WHAT TO DO:
Reproduce the entire listing below line for line, without altering any character.

══ THE RECORDS ══

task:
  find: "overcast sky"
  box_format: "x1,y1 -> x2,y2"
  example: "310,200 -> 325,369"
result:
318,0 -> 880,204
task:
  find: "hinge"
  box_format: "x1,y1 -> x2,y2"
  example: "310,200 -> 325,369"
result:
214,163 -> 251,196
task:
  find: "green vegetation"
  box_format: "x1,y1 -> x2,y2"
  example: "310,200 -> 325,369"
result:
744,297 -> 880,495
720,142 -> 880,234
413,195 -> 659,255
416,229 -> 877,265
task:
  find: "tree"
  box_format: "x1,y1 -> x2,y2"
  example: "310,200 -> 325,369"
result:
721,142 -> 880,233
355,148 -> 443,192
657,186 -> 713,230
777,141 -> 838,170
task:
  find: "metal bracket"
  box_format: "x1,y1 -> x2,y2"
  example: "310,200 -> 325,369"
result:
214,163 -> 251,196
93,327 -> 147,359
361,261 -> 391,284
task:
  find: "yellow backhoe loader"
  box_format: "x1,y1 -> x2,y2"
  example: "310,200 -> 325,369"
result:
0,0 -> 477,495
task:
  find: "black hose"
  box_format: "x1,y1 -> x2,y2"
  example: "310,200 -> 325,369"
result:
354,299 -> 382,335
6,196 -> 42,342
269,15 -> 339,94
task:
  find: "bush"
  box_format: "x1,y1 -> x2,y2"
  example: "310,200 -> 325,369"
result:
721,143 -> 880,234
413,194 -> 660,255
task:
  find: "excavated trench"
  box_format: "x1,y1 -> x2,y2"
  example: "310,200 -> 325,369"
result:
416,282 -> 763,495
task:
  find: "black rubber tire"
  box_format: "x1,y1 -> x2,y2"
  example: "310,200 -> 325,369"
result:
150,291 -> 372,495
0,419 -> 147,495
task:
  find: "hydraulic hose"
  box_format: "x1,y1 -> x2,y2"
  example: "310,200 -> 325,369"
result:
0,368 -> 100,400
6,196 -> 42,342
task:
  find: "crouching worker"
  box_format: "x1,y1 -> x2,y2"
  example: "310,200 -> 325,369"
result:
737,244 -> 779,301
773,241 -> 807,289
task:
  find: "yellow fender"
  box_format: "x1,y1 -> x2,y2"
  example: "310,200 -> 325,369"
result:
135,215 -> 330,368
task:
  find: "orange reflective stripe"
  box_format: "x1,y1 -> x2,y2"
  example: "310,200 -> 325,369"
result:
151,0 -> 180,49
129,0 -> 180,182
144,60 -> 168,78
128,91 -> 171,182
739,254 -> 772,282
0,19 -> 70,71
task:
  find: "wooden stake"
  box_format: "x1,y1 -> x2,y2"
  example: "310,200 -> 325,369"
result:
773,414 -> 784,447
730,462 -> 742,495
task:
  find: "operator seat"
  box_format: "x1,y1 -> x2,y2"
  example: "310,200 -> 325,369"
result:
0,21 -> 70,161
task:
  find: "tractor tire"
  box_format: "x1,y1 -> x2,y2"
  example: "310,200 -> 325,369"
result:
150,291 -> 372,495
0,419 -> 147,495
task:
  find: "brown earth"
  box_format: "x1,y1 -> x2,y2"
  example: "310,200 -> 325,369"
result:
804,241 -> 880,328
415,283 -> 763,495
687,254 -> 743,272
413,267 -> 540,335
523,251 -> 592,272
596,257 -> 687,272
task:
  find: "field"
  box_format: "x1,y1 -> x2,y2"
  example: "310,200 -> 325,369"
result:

═══

COMPLETE RESPONSE:
task:
  find: "overcast sky"
  box_format: "x1,y1 -> x2,y2"
  example: "310,200 -> 325,369"
result:
318,0 -> 880,204
task:
  find: "hinge"
  box_format: "x1,y1 -> x2,y2"
  example: "310,200 -> 325,369"
result:
214,163 -> 251,196
task:
  find: "green vegetation"
  box_format: "x1,y1 -> x2,y2"
  example: "310,200 -> 325,369"
result:
744,297 -> 880,495
720,142 -> 880,234
413,195 -> 659,255
416,229 -> 877,265
task:
  find: "tree"
  box_format: "x1,y1 -> x2,y2"
  example: "310,200 -> 325,369"
result:
721,142 -> 880,233
355,148 -> 443,192
657,186 -> 713,230
777,141 -> 838,170
task:
  find: "metal bracket"
  box_format: "x1,y1 -> x2,y2"
  example: "310,200 -> 325,369"
result:
214,163 -> 251,196
93,327 -> 147,359
361,261 -> 391,284
task:
  find: "yellow backhoe loader"
  box_format: "x1,y1 -> x2,y2"
  example: "310,200 -> 325,369"
result:
0,0 -> 477,495
task:
  find: "black hose"
  box_format: "x1,y1 -> x2,y2"
  example: "310,200 -> 325,369"
result:
354,299 -> 382,335
6,196 -> 42,342
269,15 -> 339,94
task:
  find: "bush"
  box_format: "x1,y1 -> x2,y2"
  example: "310,200 -> 325,369"
result:
721,143 -> 880,234
413,194 -> 660,255
task:
  find: "excavated trench"
  box_format: "x1,y1 -> x2,y2"
  example: "310,200 -> 325,369"
result:
416,282 -> 763,495
task:
  find: "black rubber tire"
  box_format: "x1,y1 -> x2,y2"
  example: "310,200 -> 325,369"
result:
150,291 -> 372,495
0,419 -> 147,495
task:
  find: "hydraulic hose"
  box_format: "x1,y1 -> x2,y2"
  example: "310,200 -> 325,369"
result:
0,368 -> 100,400
6,196 -> 42,342
task:
  find: "crouching worker"
  box_format: "x1,y1 -> x2,y2"
  example: "310,200 -> 325,369"
result:
737,244 -> 779,301
773,241 -> 807,289
task:
  find: "yellow fender"
  box_format: "x1,y1 -> x2,y2"
  example: "310,200 -> 325,369"
result:
135,215 -> 330,368
task:
  find: "orange reflective stripe"
  box_format: "x1,y1 -> x2,y2"
  example: "310,200 -> 325,369"
result:
151,0 -> 180,49
129,0 -> 180,182
144,60 -> 168,78
128,91 -> 171,182
739,254 -> 772,282
0,19 -> 70,71
task:
  find: "wooden stake"
  box_format: "x1,y1 -> x2,y2"
  example: "310,200 -> 325,369"
result:
773,414 -> 784,447
730,462 -> 742,495
task:
  find: "operator seat"
  box_format: "x1,y1 -> x2,y2"
  example: "310,200 -> 325,369"
result:
0,21 -> 70,161
task:
  find: "tractor tire"
  box_format: "x1,y1 -> x2,y2"
  example: "310,200 -> 325,369"
result:
150,291 -> 372,495
0,419 -> 147,495
task:
  find: "brown earth"
  box_format: "x1,y1 -> x2,y2"
  example: "310,200 -> 325,369"
result:
804,241 -> 880,328
415,283 -> 763,495
687,254 -> 743,272
413,267 -> 540,335
523,251 -> 592,272
596,257 -> 687,272
task:
  find: "field"
  box_format: "x1,y1 -> x2,y2"
  example: "310,200 -> 325,369"
result:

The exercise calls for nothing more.